● Given problem 1:
Transcribe the rows from the line containing "sample: [524, 281]." through the end of the rows, inclusive, reproducing each line verbatim.

BrownStones

March 2023 El Portal Web feature by Leslie Armstrong

Leslie Armstrong has published three books: The Little House, Collier
Macmillan (1979); and Space for Dance: An Architectural Design Guide
(1984), and in 2020, Girl Intrepid: A New York Story of Privilege and
Perseverance, a memoir.)

Brownstones by Leslie Armstrong

I am a city girl. Houses for me have generally been apartments that are part of or added to New York City brownstones—named such for the inexpensive sandstone with a high concentration of iron that was used to clad the facades of many late-nineteenth century New York row houses. Some of the houses where I lived were floor-throughs, others the front or back half of a floor; one was a floor added to an old tenement building. My mother’s taste colored each of the houses I lived in as a child. Then my love of design and my commitment to modernism in general (but not in the particulars) determined the function and “feel” of the houses I created within these various brownstone types and lived in as an adult.

● Given records:
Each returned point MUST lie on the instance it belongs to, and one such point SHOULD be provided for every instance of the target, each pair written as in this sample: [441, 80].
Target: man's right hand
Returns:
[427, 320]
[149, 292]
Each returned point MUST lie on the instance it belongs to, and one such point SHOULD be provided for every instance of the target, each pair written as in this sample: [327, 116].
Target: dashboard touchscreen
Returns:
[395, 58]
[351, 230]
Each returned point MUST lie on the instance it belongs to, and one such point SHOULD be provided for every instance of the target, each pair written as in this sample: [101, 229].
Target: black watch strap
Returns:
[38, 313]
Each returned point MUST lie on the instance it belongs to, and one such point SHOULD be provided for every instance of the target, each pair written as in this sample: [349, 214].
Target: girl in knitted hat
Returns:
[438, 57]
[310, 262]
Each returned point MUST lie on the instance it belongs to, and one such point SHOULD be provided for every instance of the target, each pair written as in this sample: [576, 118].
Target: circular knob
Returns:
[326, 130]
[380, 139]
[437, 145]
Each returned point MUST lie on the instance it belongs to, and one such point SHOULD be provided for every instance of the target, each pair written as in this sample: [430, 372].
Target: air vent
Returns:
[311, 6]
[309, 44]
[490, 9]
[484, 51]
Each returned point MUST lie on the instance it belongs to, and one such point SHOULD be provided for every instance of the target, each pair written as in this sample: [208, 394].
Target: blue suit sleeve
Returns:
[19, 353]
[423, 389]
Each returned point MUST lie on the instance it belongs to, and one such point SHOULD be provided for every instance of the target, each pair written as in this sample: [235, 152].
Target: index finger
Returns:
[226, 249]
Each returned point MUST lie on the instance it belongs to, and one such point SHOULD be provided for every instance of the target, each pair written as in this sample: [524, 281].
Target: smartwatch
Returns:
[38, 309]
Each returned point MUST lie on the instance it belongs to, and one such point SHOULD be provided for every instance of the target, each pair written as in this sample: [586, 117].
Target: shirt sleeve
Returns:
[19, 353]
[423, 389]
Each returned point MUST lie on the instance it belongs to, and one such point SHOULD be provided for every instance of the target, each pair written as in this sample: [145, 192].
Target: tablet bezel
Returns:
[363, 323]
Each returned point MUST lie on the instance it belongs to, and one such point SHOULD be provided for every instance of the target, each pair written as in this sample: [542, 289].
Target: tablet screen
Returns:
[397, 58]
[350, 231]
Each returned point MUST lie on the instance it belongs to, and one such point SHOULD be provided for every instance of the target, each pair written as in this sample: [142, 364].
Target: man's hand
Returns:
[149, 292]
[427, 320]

● Given problem 2:
Rewrite the part of the brownstones essay between "I am a city" and "as an adult.", inclusive, substituting "limestone" for "sandstone".

● Full answer 1:
Each returned point MUST lie on the instance it belongs to, and one such point SHOULD be provided for every instance of the target, each pair written as in this sample: [524, 281].
Target: smartwatch
Returns:
[38, 309]
Each returned point MUST lie on the instance it belongs to, and one such point SHOULD be provided for every instance of the target, each pair written as in this sample: [586, 117].
Target: shirt sleeve
Returns:
[19, 353]
[423, 389]
Each returned point MUST lie on the instance it belongs to, and one such point SHOULD be provided for every instance of the target, each pair written as in this sample: [145, 192].
Target: tablet bezel
Returns:
[363, 323]
Each returned point MUST lie on the instance it belongs to, and one such point SHOULD be provided for every instance of the target, each pair written as in this sample: [542, 289].
Target: tablet screen
Returns:
[397, 58]
[350, 231]
Each returned point MUST lie on the instance it belongs to, and one such point SHOULD be provided for every instance of the target, each pair written as in this sample: [142, 364].
Target: man's hand
Returns:
[149, 292]
[427, 320]

● Full answer 2:
I am a city girl. Houses for me have generally been apartments that are part of or added to New York City brownstones—named such for the inexpensive limestone with a high concentration of iron that was used to clad the facades of many late-nineteenth century New York row houses. Some of the houses where I lived were floor-throughs, others the front or back half of a floor; one was a floor added to an old tenement building. My mother’s taste colored each of the houses I lived in as a child. Then my love of design and my commitment to modernism in general (but not in the particulars) determined the function and “feel” of the houses I created within these various brownstone types and lived in as an adult.